══ DATA TO PROCESS ══

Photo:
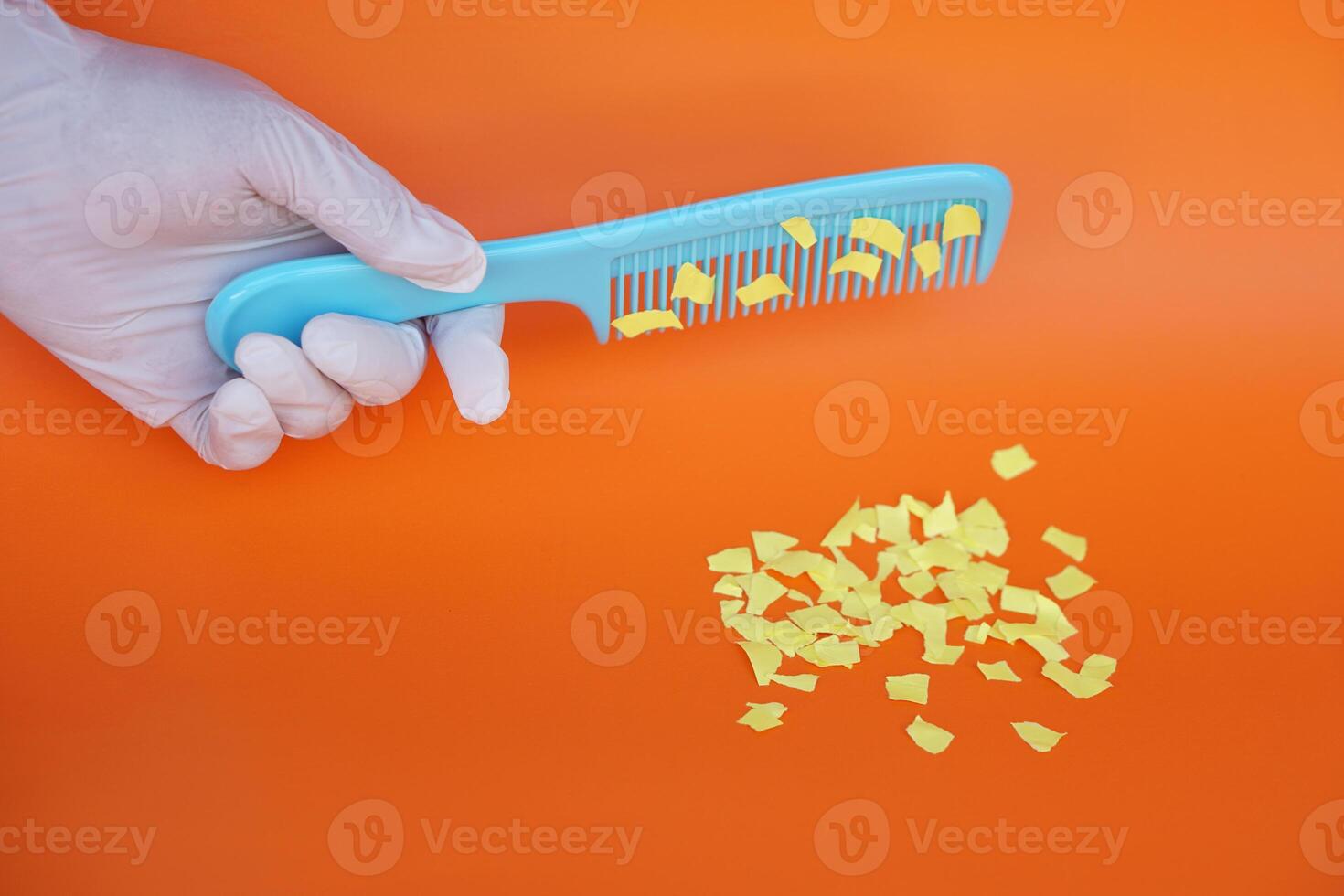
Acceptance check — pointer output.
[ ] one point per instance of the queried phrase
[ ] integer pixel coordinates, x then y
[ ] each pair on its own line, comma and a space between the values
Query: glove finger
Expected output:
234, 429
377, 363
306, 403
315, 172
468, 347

═══
══ DATA TO PROCESS ══

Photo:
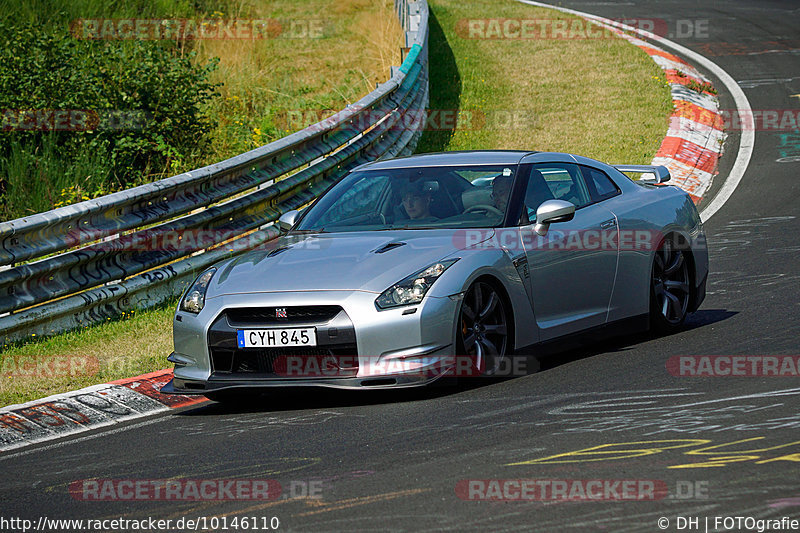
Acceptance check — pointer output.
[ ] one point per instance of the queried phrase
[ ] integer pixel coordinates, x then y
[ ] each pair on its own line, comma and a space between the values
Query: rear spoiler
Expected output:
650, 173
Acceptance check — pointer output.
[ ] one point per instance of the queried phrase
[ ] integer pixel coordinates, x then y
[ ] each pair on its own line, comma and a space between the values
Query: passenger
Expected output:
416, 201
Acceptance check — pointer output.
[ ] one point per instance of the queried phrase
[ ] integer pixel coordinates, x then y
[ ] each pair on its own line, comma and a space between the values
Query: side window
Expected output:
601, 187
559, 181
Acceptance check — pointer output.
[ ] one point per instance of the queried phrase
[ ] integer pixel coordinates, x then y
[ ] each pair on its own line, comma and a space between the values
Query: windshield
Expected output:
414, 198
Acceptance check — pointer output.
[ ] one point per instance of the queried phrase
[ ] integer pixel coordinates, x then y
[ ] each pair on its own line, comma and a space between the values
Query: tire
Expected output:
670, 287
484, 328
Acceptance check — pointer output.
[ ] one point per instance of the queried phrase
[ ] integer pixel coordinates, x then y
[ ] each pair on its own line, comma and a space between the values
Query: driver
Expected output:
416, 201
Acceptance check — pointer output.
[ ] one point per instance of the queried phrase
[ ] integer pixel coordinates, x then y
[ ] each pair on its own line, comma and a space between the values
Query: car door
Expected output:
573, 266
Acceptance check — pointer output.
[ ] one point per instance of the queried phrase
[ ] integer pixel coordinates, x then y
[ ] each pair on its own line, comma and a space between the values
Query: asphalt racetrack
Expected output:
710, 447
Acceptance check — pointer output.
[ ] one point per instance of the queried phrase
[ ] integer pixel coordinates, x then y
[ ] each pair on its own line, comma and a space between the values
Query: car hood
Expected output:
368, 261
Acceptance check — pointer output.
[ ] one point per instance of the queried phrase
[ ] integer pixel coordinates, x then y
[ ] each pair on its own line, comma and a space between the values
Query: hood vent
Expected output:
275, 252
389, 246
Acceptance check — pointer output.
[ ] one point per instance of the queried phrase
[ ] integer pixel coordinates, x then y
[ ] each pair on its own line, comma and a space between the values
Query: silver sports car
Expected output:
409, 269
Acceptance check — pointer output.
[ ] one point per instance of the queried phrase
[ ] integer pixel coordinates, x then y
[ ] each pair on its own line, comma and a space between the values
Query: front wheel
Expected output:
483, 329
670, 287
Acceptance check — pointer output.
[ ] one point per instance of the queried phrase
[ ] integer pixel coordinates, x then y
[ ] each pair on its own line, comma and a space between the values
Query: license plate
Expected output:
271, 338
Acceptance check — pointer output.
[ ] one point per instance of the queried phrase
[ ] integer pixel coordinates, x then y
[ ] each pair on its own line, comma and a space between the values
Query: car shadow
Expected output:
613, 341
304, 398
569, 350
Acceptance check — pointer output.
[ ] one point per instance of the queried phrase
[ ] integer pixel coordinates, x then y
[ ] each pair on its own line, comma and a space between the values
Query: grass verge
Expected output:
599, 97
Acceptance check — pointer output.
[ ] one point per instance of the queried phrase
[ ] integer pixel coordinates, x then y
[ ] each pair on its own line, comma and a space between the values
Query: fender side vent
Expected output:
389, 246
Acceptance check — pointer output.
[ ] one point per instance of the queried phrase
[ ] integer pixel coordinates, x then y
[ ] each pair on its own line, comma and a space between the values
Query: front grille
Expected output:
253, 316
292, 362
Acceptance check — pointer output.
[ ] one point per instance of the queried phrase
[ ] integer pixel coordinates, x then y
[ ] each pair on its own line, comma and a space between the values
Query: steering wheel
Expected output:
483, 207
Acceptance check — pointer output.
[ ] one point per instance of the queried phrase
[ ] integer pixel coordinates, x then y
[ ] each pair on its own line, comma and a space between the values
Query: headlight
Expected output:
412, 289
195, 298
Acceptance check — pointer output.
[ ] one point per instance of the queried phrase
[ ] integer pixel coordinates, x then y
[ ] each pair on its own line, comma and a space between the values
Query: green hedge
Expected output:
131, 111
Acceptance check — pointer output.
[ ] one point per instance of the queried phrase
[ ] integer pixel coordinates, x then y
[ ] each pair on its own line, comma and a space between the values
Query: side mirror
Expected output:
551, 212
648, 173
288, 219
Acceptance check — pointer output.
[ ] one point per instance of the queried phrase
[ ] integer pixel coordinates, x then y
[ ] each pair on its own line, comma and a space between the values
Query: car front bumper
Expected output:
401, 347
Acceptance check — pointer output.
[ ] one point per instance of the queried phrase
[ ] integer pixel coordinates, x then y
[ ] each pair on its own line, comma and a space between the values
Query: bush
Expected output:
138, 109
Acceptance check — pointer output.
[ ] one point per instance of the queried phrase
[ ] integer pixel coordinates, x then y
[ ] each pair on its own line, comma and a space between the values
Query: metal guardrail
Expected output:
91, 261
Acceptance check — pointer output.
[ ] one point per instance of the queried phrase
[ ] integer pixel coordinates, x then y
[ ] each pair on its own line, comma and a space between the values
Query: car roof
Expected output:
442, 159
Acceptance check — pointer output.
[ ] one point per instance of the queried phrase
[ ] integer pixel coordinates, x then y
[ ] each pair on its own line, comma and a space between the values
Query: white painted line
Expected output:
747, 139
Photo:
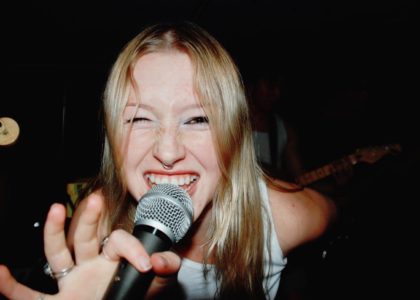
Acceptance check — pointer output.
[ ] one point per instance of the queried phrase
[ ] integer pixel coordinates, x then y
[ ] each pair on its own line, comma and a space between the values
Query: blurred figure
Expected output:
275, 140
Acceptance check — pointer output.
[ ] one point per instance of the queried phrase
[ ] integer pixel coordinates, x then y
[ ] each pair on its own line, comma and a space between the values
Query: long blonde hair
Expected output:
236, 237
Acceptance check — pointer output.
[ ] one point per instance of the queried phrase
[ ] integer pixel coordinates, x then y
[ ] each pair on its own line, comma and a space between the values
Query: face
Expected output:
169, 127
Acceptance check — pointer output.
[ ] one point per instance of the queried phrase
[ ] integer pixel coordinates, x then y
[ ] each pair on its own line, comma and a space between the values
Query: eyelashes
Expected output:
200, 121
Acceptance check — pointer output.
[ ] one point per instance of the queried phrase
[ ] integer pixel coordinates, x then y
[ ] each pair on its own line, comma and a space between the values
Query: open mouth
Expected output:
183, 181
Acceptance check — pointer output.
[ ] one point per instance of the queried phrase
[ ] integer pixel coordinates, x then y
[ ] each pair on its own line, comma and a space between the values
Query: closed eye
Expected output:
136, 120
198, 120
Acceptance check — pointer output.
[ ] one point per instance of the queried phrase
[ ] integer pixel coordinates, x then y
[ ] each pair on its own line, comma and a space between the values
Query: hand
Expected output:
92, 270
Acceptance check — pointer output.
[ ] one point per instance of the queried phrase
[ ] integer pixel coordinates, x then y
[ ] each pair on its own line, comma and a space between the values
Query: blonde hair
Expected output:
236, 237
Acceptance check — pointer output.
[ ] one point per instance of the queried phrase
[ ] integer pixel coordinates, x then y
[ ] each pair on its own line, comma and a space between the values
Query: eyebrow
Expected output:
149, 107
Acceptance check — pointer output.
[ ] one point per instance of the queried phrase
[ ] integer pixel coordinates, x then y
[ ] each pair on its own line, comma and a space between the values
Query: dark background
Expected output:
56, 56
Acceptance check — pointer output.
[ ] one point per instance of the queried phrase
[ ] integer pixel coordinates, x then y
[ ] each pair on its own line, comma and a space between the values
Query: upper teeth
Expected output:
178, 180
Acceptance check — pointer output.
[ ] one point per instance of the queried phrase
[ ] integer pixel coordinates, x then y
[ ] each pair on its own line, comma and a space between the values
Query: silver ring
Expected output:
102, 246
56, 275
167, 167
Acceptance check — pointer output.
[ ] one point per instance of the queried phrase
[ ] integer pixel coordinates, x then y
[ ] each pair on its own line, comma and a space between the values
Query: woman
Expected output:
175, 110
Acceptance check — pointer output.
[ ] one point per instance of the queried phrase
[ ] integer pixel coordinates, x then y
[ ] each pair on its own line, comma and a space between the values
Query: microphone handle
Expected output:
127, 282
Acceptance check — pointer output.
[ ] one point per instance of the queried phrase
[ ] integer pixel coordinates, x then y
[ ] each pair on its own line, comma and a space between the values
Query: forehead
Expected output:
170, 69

═══

TO BE DONE
Count how many lines of the data above contain the word "blonde", and give only that number.

SOLVED PROBLEM
2